> [Activity] Each record is to be transcribed in full and exactly.

(Data extracted from a collection)
|---|

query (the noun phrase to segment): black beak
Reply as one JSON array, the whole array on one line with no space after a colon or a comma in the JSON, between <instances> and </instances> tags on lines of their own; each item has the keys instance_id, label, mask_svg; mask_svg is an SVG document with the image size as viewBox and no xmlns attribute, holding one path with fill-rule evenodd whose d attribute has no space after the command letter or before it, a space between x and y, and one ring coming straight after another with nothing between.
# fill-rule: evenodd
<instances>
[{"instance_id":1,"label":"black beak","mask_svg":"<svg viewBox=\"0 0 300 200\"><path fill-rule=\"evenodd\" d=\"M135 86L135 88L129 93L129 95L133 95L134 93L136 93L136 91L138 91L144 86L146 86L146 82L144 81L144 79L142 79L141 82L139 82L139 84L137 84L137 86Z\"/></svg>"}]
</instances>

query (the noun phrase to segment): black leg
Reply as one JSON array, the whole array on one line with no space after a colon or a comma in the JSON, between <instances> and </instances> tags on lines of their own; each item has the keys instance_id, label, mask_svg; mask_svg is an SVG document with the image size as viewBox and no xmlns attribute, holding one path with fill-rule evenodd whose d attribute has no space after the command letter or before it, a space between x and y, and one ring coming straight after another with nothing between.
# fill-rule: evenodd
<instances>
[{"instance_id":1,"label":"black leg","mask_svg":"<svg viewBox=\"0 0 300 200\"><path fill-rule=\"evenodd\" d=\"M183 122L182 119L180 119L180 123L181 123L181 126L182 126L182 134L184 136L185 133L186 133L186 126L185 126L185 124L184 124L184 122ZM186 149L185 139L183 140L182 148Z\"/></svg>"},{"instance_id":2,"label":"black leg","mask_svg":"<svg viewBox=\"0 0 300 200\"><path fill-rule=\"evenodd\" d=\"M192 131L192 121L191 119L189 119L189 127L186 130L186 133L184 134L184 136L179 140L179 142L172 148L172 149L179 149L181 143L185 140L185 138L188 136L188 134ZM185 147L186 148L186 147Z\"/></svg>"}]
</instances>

|---|

> [Solution below]
query (the noun phrase to segment): black beak
Reply as one JSON array, the whole array on one line with no space after a colon or a comma in the JSON, between <instances> and </instances> tags on lines of their own; each item has the keys instance_id, label, mask_svg; mask_svg is an SVG document with the image size as viewBox and no xmlns attribute, holding one path with fill-rule evenodd whose d attribute has no space after the command letter or before it, a space between x and y, and one ring coming straight after another with nothing between.
# fill-rule: evenodd
<instances>
[{"instance_id":1,"label":"black beak","mask_svg":"<svg viewBox=\"0 0 300 200\"><path fill-rule=\"evenodd\" d=\"M135 86L135 88L129 93L129 95L133 95L134 93L136 93L136 91L138 91L144 86L146 86L146 82L144 81L144 79L142 79L141 82L139 82L139 84L137 84L137 86Z\"/></svg>"}]
</instances>

query (the noun phrase to segment): black leg
Reply as one JSON array, the whole array on one line with no space after a colon or a comma in the JSON, between <instances> and </instances> tags on lines of their own; each item has the keys instance_id, label, mask_svg; mask_svg is an SVG document with the image size as viewBox and no xmlns attribute, holding one path with fill-rule evenodd whose d attribute has no space after the command letter or before it, a space between x and y, and one ring coming straight after another with nothing between.
# fill-rule: evenodd
<instances>
[{"instance_id":1,"label":"black leg","mask_svg":"<svg viewBox=\"0 0 300 200\"><path fill-rule=\"evenodd\" d=\"M183 122L182 119L180 119L180 123L181 123L181 126L182 126L182 134L184 136L185 133L186 133L186 126L185 126L185 124L184 124L184 122ZM186 149L185 139L183 140L182 148Z\"/></svg>"},{"instance_id":2,"label":"black leg","mask_svg":"<svg viewBox=\"0 0 300 200\"><path fill-rule=\"evenodd\" d=\"M192 131L192 121L191 119L189 119L189 127L186 130L186 133L184 134L184 136L179 140L179 142L172 148L172 149L179 149L181 143L185 140L185 138L188 136L188 134ZM185 147L186 148L186 147Z\"/></svg>"}]
</instances>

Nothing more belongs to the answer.